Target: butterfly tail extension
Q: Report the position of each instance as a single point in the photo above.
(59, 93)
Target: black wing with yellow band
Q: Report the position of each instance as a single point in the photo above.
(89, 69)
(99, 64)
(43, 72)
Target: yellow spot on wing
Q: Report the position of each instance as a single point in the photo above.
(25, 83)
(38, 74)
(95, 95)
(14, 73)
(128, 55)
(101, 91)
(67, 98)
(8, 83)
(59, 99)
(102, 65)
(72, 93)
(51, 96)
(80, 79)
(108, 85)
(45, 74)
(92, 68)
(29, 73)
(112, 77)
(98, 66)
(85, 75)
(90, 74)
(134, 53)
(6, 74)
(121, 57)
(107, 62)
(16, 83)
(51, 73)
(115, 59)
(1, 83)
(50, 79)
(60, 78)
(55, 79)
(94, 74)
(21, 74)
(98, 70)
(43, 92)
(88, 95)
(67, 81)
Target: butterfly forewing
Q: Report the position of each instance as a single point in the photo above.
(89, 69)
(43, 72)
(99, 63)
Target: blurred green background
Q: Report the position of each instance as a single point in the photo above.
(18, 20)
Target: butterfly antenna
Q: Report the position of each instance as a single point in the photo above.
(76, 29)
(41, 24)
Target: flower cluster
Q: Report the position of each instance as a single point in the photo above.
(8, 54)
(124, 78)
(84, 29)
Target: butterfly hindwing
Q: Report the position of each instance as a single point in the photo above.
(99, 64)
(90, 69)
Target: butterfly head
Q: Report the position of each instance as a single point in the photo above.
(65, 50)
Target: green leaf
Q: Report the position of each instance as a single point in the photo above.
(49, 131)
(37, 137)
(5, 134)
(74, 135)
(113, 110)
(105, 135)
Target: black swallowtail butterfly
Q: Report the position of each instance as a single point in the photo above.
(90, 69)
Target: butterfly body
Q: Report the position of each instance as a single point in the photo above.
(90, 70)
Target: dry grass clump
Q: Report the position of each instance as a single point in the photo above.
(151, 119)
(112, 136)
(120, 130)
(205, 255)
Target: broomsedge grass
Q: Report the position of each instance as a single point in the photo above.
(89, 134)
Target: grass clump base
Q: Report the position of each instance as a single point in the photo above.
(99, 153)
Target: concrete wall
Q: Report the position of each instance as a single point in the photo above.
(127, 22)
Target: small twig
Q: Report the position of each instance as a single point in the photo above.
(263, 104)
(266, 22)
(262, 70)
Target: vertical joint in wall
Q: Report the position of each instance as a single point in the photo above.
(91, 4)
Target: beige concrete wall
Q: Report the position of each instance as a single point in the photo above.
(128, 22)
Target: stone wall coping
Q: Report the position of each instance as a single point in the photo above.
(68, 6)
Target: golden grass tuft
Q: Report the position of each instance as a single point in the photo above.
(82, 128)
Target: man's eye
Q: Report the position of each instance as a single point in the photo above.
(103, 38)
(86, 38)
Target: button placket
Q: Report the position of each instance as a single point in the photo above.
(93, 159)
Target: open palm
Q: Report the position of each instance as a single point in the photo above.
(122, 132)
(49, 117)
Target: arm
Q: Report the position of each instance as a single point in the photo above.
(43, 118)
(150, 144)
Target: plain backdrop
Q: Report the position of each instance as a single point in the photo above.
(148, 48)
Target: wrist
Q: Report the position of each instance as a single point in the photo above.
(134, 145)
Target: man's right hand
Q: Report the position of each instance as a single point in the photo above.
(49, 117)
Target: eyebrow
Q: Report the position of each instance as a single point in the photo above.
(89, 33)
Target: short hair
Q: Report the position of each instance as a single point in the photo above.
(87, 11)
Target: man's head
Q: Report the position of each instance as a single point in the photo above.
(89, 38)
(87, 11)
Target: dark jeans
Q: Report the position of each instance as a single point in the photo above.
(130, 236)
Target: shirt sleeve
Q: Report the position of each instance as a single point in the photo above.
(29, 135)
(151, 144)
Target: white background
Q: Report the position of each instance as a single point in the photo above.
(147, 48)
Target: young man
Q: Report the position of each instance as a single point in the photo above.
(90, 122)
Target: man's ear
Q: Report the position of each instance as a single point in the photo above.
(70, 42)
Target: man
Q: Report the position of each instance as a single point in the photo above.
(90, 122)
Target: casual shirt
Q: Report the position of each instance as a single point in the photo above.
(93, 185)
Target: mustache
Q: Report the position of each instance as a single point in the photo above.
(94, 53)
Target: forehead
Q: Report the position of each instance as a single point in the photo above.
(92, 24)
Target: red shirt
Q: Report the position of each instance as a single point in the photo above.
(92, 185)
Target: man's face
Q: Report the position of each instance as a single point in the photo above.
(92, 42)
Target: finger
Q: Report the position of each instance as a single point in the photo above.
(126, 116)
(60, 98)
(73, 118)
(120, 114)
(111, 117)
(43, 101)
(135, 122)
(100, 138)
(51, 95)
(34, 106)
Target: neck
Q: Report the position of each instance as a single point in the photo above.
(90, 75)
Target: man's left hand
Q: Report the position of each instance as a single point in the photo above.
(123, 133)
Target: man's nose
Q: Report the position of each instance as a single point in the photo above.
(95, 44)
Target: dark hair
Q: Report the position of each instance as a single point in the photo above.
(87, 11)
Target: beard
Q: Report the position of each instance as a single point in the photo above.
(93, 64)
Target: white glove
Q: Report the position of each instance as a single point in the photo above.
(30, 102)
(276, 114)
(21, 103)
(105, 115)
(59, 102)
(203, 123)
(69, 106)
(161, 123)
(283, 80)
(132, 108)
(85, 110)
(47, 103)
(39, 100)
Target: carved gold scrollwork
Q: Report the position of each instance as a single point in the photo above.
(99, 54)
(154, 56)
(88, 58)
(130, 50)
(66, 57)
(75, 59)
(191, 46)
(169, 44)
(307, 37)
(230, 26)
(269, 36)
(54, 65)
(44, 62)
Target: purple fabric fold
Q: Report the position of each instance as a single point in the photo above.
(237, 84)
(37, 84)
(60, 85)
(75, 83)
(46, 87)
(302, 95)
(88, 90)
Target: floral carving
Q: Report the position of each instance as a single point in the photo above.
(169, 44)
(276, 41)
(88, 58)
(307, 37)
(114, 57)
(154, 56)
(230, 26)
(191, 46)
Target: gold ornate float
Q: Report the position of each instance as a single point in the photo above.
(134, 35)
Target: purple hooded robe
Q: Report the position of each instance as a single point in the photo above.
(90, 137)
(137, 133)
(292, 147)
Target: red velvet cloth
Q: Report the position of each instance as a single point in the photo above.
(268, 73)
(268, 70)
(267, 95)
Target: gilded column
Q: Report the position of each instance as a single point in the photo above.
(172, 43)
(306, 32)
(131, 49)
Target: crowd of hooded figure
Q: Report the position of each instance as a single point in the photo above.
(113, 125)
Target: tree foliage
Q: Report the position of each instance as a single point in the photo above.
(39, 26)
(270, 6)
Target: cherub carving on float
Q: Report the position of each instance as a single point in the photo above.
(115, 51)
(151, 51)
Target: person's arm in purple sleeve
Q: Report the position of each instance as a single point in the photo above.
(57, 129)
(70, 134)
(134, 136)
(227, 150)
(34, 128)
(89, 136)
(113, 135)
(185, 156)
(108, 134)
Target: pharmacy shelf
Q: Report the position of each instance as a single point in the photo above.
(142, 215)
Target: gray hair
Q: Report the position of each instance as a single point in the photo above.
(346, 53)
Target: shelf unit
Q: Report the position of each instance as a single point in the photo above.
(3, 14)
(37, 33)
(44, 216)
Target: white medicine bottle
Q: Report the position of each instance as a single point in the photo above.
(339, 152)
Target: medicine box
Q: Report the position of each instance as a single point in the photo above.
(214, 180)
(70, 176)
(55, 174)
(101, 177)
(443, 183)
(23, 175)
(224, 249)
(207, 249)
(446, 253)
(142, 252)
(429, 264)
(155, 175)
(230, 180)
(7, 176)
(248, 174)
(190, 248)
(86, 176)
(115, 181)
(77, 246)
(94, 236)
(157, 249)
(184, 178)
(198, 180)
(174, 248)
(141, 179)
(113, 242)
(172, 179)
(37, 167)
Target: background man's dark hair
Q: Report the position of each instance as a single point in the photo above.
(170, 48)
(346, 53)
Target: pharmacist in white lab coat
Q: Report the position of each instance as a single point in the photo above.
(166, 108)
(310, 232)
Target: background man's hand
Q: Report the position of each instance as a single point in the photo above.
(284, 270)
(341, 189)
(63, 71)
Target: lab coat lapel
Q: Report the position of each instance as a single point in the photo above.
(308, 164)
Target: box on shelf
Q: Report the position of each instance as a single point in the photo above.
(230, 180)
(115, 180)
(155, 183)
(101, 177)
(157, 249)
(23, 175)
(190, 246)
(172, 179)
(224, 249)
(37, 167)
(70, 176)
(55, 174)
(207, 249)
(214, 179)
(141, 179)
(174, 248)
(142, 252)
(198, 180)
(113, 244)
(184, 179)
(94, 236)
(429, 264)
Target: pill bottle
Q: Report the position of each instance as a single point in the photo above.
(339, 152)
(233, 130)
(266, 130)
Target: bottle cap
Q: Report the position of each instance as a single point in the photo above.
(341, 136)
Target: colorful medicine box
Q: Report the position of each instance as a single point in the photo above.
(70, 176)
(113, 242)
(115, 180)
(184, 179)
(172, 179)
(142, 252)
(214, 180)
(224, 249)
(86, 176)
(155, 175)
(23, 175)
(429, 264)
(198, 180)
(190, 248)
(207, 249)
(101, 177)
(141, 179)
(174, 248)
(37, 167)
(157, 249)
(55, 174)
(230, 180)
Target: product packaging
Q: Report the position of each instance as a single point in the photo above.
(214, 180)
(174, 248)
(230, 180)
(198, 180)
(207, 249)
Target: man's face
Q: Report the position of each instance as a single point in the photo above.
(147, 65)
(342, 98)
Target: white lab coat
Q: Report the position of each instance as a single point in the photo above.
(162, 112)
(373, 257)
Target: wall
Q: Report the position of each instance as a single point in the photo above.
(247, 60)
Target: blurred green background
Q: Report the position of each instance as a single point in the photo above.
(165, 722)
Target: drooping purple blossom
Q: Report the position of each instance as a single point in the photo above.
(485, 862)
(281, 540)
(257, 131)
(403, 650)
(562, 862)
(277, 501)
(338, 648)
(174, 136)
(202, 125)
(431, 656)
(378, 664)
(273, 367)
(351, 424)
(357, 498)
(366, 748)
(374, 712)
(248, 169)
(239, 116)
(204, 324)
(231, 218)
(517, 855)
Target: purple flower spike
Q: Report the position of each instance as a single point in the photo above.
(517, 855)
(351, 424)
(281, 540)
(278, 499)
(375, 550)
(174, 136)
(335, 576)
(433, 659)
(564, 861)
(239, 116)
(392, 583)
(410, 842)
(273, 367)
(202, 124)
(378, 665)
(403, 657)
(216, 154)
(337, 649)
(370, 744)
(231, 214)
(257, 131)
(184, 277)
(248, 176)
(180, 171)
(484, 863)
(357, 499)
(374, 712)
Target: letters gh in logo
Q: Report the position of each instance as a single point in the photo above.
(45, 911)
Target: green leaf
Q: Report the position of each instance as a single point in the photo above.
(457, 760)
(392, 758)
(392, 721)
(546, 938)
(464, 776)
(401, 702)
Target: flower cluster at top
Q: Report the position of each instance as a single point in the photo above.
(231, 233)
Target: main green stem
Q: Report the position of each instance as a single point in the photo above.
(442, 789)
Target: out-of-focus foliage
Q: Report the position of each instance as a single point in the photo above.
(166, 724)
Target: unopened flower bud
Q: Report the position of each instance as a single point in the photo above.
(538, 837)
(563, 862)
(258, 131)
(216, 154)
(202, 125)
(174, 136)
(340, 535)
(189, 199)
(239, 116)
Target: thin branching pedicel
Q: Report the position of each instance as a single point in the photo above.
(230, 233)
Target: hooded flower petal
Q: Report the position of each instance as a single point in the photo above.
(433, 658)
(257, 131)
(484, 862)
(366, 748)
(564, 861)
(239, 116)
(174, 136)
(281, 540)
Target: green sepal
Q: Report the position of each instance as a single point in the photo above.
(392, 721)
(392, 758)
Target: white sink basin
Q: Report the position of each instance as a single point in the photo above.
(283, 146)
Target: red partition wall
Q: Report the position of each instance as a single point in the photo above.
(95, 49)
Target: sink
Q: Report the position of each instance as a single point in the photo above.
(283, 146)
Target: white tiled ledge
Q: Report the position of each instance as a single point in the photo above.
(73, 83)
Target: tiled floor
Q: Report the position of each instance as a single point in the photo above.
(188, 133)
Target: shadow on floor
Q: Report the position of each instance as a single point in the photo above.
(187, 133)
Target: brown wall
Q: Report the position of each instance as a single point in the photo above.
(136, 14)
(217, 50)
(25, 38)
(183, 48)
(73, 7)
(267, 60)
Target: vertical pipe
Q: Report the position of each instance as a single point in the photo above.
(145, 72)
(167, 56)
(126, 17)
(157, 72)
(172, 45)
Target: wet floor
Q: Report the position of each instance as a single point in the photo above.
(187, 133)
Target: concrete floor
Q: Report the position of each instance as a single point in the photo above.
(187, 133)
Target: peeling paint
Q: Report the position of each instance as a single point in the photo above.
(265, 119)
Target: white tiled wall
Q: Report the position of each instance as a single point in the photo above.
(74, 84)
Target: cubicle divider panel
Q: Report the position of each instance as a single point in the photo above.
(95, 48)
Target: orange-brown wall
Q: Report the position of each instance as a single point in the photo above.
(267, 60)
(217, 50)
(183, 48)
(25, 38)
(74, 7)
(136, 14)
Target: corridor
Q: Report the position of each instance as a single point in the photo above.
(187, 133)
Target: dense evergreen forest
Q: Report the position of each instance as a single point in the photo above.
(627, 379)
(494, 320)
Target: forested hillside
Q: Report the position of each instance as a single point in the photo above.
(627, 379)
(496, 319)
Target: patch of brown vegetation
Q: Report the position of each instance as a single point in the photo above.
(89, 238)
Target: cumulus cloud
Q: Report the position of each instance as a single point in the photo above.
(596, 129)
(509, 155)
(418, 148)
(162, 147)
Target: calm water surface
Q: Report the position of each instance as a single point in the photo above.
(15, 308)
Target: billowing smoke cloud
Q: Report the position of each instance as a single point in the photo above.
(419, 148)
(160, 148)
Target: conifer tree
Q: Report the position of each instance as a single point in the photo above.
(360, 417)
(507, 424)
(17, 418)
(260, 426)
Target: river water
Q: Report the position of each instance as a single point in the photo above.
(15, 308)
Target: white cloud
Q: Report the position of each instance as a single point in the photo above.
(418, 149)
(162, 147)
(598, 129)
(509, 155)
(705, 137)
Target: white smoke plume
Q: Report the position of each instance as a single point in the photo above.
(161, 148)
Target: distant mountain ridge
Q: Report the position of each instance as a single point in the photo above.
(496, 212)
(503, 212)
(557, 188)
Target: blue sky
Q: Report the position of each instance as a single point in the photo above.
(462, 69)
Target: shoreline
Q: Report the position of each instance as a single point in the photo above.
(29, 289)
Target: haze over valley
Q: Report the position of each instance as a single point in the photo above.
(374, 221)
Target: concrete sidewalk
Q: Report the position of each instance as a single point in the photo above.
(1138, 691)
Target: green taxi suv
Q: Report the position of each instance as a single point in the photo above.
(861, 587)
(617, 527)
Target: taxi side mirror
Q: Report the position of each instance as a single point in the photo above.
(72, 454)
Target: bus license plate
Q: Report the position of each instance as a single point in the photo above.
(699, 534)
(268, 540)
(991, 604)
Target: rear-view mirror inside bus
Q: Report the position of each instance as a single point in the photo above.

--

• [Aim of the task]: Return only the lines between the one holding "Target: box on shelf" and the one holding "Target: colorful medicine box", inclusive, exactly as they appear above.

• [Answer to the problem]:
Target: box on shelf
Q: Report the position of each instance as a single point in the photo above.
(230, 180)
(115, 180)
(155, 183)
(101, 177)
(157, 249)
(23, 175)
(190, 246)
(172, 179)
(224, 249)
(37, 167)
(70, 176)
(55, 174)
(207, 249)
(214, 179)
(141, 179)
(174, 248)
(142, 252)
(198, 180)
(113, 244)
(184, 179)
(94, 236)
(429, 264)
Target: pill bottle
Q: Report the position of each instance as a single point in the photo above.
(339, 152)
(233, 130)
(266, 130)
Target: bottle cap
Q: Report the position of each instance as a single point in the photo above.
(341, 136)
Target: colorful medicine box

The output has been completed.